◆ Data in this exercise
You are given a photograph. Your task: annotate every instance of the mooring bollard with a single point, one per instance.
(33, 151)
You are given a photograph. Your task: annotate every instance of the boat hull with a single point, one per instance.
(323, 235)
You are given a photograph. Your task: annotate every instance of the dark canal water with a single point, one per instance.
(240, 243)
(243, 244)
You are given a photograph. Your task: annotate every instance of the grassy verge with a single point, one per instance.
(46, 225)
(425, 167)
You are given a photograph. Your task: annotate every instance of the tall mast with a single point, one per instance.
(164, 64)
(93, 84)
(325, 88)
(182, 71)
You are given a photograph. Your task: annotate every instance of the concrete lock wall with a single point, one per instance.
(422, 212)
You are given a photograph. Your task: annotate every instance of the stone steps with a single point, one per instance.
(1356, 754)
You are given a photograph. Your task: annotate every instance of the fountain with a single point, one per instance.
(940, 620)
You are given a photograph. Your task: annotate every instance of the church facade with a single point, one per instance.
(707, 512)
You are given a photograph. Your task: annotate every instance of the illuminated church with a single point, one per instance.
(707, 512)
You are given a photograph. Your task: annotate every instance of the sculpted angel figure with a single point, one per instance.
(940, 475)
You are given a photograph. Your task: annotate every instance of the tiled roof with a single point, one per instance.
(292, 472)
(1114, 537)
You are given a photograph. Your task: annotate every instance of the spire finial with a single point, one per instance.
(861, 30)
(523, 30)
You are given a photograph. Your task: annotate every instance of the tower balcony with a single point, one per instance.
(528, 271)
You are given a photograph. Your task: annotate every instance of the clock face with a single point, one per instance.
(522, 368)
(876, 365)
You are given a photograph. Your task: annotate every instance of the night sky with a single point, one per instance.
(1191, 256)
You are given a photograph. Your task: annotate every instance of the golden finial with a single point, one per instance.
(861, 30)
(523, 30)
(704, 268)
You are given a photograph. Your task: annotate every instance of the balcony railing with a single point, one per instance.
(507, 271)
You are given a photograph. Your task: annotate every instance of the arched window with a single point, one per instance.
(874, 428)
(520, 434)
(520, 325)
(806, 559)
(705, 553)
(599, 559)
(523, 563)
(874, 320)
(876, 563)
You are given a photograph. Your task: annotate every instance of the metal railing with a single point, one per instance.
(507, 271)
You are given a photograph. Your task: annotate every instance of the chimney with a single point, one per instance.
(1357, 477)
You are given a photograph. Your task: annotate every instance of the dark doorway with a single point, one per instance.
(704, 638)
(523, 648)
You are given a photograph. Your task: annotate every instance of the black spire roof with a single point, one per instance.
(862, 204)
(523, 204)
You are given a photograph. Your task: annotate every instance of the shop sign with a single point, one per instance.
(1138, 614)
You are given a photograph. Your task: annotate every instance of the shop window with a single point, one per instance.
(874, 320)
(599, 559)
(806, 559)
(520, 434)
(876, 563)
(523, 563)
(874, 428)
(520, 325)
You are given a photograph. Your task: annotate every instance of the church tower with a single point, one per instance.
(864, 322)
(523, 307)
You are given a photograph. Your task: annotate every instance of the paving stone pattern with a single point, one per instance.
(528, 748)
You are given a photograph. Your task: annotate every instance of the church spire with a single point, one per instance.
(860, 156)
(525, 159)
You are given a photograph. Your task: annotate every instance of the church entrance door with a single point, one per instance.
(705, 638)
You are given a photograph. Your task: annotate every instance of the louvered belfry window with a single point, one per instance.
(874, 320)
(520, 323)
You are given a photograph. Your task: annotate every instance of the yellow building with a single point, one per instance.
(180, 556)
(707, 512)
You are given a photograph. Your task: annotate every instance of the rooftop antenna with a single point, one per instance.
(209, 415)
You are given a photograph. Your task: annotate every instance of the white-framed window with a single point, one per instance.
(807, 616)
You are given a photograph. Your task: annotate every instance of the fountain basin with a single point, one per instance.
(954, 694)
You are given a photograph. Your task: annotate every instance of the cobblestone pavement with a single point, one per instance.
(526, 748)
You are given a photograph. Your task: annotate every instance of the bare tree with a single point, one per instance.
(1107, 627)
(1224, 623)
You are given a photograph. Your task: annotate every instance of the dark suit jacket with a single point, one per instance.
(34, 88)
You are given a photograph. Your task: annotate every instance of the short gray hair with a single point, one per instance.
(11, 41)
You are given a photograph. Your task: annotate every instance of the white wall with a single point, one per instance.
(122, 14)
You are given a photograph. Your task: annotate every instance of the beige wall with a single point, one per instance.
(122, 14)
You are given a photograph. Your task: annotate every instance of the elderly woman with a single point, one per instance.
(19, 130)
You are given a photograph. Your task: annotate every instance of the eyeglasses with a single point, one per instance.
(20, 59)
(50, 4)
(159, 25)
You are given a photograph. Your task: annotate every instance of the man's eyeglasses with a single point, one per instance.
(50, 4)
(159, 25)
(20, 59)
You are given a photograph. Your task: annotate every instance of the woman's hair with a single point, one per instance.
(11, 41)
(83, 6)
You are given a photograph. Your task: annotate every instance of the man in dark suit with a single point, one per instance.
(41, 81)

◆ What you will do
Can you rewrite all of the entries above, changing "single point" to "single marker" wherever it occurs and keeping everything else the same?

◆ The answer
You are given a photograph. Your task: annotate every instance of the mooring bollard with a single marker, one per instance.
(33, 151)
You are given a photograph. Your task: annotate every instance of the boat hull with a single marker, one per instance.
(323, 235)
You are given a photograph. Your task: annotate every instance of the dark canal water with a single marker, one per instance.
(240, 243)
(243, 244)
You are given a photograph. Your task: annotate every instance of the grassy verge with a single marker, one per instance.
(46, 225)
(425, 167)
You are given a photograph. Your task: annotate every instance of the tall mast with a single marker, one per instance.
(164, 64)
(93, 84)
(325, 88)
(182, 71)
You are given a photograph. Your task: annotate every instance of the concrete lock wall with a single marker, one per instance.
(422, 212)
You are given a photograph. Your task: annotate every instance of the stone steps with a single marker, one per instance.
(1356, 754)
You are given a photograph. Your task: annotate every instance of the fountain with a single marker, one per instance.
(940, 620)
You are given a photograph. Your task: annotate every instance of the church facade with a single marker, one per instance.
(707, 512)
You are given a photograph. Your task: annotate every instance of the illuminated church with a single marker, one per instance.
(707, 512)
You are given a photograph. Your task: annotate every instance of the sculpted angel figure with a single marker, one per instance.
(940, 475)
You are given a photograph. Your task: annotate every instance of the tiled roof with a single marker, one per instance.
(292, 472)
(1114, 537)
You are given a photograph. Your task: annotate every instance of the spire finial with a single marker, one per instance.
(861, 30)
(523, 30)
You are given a photograph. Your task: annotate every instance of the tower balcony with a single marker, one per instance.
(528, 271)
You are given a photograph. Your task: annotate every instance of the clock face with a single marker, one per instance.
(522, 368)
(876, 365)
You are given a photograph. Your task: annotate every instance of the night sky with a single marker, one per instance.
(1191, 256)
You are given a photograph. Your task: annotate every instance of the golden finial with a single marker, one per instance.
(861, 30)
(523, 30)
(704, 268)
You are given a photograph. Your task: annotate every instance of the balcony railing with a single marker, one per instance.
(507, 271)
You are given a photograph. Your task: annotate every instance of the arched window with a single marker, one per instance.
(874, 428)
(520, 434)
(520, 325)
(806, 559)
(705, 553)
(599, 559)
(523, 563)
(874, 320)
(876, 563)
You are given a photograph. Your task: annotate every instance of the metal railing with a single marker, one per instance.
(507, 271)
You are given a photograph. Your task: annotate every instance of the chimney with a single marker, one per instance.
(1357, 477)
You are given a photograph. Your task: annotate every instance of the dark doorway with a single marker, one per instance.
(704, 638)
(523, 648)
You are given a photograph. Your task: annotate every instance of the black spire roof with a single marker, one per instance.
(862, 204)
(523, 204)
You are given a photograph. Your task: annotate every instance of the shop sign with a single marker, one per instance.
(1138, 614)
You are given a photograph. Your task: annotate every instance of the shop window with a single marker, one per instance.
(874, 320)
(599, 559)
(806, 559)
(520, 434)
(876, 563)
(523, 563)
(874, 428)
(520, 325)
You are given a photograph. Your task: annotate every instance of the church tower with a single marker, one per instance.
(864, 322)
(523, 307)
You are given a photograph. Your task: annotate every instance of the paving stone pattern with a single marker, one per instance.
(528, 748)
You are given a photograph. Your task: annotate every instance of the church spire with a single marker, one per instance.
(860, 156)
(525, 159)
You are given a photograph. Your task: annotate every instance of the church entrance door with a single marker, one per instance.
(705, 638)
You are given a photograph. Your task: annotate every instance of the louvered belfry window with a single marker, one per instance.
(874, 320)
(520, 323)
You are given a photograph. Your task: annotate every instance of the yellow building with a single marker, one per instance.
(180, 556)
(707, 512)
You are given a photograph. Your task: annotate every instance of the rooftop antenna with a single marker, one per instance.
(209, 415)
You are given a photograph. Your task: annotate every instance of the white-framed window with a single marker, one per instance.
(807, 616)
You are given a photograph. Your task: annotate every instance of the fountain basin with a single marker, one per instance.
(954, 694)
You are given a photograph. Your task: annotate every instance of the cobblestone pavement with a single marker, one per instance.
(526, 748)
You are given a photograph. Your task: annotate every instance of the bare tree with a single marker, one per instance.
(1107, 627)
(1224, 623)
You are given a photograph. Your task: annotate every instance of the dark suit jacket with a single marker, one per instance.
(34, 88)
You are given a photograph. Your task: annotate every instance of the short gray hair with a single marker, one per instance.
(11, 41)
You are given a photograph. Your task: annotate every instance of the white wall with a single marker, one per instance.
(122, 14)
You are given a photograph. Your task: annotate every instance of the beige wall with a single marker, one per instance.
(122, 14)
You are given a photograph. Your task: annotate every instance of the elderly woman with a single marker, one per instance.
(19, 130)
You are given a photograph. Your task: annotate every instance of the eyeglasses with a single marker, one per instance.
(20, 59)
(50, 4)
(159, 25)
You are given a photograph. Your task: annotate every instance of the man's eyeglasses with a single marker, one per instance.
(50, 4)
(159, 25)
(20, 59)
You are given a photograph. Your task: annotate every instance of the woman's hair with a single marker, one per instance.
(11, 41)
(83, 6)
You are given a photograph. Your task: annotate every instance of the man in dark suit with a single marker, one per instance.
(41, 81)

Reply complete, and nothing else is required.